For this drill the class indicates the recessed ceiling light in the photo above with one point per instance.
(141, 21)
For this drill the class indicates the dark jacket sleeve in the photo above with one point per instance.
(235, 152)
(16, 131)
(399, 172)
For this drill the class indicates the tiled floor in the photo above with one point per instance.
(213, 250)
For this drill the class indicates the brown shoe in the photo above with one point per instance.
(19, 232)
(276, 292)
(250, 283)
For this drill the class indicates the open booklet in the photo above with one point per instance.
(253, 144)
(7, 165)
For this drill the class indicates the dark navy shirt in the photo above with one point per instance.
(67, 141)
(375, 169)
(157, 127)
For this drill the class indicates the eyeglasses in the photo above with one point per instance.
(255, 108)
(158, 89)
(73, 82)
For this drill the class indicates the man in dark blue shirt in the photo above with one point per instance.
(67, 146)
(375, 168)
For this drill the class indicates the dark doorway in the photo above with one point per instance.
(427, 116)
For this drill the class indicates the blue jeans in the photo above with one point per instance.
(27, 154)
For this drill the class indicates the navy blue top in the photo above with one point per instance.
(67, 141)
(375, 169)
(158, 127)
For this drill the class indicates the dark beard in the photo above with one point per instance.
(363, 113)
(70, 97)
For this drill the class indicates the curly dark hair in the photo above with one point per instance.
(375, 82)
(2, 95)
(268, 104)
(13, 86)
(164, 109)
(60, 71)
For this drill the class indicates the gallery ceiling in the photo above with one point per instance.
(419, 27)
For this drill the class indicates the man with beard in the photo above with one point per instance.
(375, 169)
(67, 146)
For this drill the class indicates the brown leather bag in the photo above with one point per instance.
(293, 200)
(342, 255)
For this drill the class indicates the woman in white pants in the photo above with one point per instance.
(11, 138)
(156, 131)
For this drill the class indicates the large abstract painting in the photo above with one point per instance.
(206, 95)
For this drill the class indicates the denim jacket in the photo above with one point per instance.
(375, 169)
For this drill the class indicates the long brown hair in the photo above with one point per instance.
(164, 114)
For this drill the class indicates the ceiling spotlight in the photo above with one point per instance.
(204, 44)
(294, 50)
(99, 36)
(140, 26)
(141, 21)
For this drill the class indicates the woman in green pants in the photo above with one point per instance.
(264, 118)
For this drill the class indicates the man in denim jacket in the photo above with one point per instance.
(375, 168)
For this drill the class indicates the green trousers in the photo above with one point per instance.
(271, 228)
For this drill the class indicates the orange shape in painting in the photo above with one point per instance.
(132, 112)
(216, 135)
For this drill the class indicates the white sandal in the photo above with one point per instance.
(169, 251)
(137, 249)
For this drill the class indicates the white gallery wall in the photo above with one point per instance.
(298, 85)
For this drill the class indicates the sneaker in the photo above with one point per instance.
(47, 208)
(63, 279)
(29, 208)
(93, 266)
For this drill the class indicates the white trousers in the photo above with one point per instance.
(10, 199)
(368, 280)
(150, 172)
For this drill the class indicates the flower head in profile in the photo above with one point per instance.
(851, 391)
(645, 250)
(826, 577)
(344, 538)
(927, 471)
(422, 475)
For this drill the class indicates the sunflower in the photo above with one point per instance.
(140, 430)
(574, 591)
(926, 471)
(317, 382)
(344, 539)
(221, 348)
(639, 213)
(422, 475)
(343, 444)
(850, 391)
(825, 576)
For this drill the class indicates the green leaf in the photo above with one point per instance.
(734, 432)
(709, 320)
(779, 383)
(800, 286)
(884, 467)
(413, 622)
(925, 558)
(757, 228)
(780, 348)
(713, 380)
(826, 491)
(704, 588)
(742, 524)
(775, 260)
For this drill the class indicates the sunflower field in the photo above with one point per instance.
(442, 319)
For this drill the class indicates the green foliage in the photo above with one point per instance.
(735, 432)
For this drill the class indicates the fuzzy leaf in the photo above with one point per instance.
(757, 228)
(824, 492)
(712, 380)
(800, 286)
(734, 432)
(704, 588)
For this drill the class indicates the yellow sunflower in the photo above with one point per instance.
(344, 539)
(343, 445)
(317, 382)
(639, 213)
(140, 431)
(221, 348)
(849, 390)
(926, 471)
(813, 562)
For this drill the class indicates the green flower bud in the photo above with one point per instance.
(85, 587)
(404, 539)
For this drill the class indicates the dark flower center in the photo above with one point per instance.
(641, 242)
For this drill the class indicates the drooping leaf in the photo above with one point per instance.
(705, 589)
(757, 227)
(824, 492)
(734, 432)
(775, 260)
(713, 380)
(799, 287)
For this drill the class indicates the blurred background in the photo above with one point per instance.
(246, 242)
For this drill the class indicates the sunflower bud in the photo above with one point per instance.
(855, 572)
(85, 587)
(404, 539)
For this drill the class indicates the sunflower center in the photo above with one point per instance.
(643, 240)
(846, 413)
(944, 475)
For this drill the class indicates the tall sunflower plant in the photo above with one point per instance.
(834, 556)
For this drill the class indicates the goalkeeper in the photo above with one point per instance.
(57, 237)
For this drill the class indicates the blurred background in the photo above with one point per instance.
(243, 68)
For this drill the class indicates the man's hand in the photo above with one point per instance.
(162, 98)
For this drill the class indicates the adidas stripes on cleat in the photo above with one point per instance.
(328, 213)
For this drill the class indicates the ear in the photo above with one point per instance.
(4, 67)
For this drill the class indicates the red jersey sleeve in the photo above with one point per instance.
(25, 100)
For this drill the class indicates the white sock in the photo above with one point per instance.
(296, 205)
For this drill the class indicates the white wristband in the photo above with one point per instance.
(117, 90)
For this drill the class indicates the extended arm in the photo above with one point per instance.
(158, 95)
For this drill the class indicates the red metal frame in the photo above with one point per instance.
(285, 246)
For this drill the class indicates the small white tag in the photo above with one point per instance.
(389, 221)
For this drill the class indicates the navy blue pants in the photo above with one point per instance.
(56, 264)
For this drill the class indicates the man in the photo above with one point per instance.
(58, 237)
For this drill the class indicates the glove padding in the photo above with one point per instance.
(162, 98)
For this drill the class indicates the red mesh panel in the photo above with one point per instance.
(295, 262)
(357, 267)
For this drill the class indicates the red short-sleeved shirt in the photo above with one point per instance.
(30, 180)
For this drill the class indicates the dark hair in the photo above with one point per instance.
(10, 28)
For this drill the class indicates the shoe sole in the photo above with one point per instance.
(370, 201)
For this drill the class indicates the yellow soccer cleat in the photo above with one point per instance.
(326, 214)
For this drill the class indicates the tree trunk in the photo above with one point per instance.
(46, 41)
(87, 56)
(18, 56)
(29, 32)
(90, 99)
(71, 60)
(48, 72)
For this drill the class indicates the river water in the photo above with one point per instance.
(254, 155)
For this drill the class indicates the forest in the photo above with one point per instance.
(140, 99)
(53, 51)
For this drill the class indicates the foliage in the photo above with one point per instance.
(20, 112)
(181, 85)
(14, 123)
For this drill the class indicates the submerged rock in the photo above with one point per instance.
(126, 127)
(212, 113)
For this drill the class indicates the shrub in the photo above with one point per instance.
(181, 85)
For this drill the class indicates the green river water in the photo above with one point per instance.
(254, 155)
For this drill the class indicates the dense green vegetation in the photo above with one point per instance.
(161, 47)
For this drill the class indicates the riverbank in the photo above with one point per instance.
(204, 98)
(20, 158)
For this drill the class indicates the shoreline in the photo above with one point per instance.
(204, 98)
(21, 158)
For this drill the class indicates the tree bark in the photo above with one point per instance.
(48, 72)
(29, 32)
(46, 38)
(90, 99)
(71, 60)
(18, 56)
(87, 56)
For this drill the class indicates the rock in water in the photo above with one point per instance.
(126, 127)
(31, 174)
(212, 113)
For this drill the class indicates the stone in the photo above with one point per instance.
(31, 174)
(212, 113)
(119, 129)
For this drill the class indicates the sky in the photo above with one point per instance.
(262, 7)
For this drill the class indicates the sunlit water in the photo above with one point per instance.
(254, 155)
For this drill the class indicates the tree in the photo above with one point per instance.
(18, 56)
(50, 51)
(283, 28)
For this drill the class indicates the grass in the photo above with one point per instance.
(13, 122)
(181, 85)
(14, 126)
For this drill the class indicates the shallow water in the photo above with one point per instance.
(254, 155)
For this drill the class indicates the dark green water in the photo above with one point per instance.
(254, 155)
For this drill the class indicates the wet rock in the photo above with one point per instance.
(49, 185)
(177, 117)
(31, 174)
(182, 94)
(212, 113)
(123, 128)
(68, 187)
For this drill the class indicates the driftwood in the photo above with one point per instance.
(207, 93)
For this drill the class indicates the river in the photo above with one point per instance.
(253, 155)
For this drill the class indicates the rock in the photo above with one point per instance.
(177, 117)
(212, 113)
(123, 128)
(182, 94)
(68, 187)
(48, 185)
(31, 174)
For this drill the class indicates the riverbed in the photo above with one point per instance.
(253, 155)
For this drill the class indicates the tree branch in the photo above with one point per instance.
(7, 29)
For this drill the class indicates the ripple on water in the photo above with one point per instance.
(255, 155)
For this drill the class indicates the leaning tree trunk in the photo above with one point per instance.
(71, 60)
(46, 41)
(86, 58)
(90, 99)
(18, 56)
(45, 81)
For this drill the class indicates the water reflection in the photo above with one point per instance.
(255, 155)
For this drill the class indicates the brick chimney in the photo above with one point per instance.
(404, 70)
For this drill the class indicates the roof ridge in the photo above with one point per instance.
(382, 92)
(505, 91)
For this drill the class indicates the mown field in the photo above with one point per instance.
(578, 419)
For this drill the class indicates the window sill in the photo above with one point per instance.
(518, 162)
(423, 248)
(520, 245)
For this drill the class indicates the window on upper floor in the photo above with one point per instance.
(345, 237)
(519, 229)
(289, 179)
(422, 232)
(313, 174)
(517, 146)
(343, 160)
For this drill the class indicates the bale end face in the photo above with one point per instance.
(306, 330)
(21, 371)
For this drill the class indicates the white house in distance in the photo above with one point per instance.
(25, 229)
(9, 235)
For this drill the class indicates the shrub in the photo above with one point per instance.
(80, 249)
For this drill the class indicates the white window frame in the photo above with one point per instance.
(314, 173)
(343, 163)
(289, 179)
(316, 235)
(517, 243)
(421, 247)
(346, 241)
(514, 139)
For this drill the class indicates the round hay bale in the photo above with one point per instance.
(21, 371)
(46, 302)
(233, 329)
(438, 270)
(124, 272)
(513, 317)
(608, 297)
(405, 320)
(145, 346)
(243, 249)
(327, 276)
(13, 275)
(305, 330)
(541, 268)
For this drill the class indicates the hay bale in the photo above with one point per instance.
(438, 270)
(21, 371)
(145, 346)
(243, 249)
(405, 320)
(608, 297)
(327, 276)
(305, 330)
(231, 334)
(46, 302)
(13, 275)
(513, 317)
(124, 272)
————————
» WHAT YOU NEED TO DO:
From the line containing "For this drill the class indicates the white window" to the last line of the material, please quote every line exactly and only those.

» OUTPUT OF THE TASK:
For this drill the class indicates the white window frame in the photo above with one point per instance.
(314, 173)
(343, 163)
(289, 179)
(316, 235)
(517, 243)
(421, 247)
(346, 241)
(514, 139)
For this drill the class indicates the round hay bale in the photo above with one point per instance.
(21, 371)
(46, 302)
(233, 329)
(438, 270)
(124, 272)
(513, 317)
(608, 297)
(405, 320)
(145, 346)
(243, 249)
(327, 276)
(13, 275)
(305, 330)
(541, 268)
For this drill the class indicates the hay bale in the photo above with one point per instance.
(438, 270)
(21, 371)
(145, 346)
(243, 249)
(405, 320)
(608, 297)
(327, 276)
(305, 330)
(231, 334)
(46, 302)
(13, 275)
(513, 317)
(124, 272)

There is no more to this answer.